■ PROMPT:
Switch "overcast sky" to "cloudy sky" in the lines below and reproduce them with no other changes. Leave the pictures out of your answer.

■ EXERCISE MATERIAL:
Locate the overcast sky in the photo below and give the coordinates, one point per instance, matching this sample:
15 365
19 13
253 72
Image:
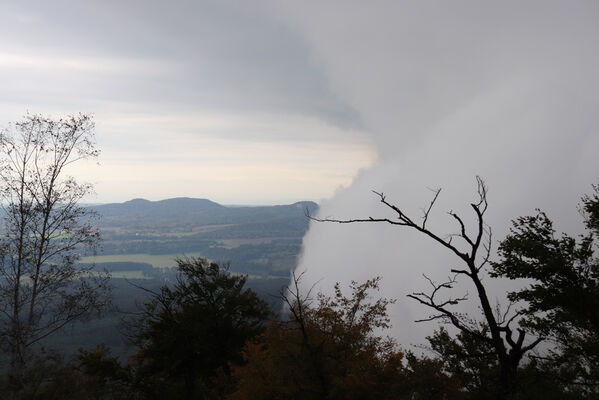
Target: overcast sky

■ SOLUTION BELOW:
Locate the cloudy sky in the photo below and give the coordinates, one point per instance, matching this sample:
15 365
19 13
253 72
Image:
Target: cloudy sky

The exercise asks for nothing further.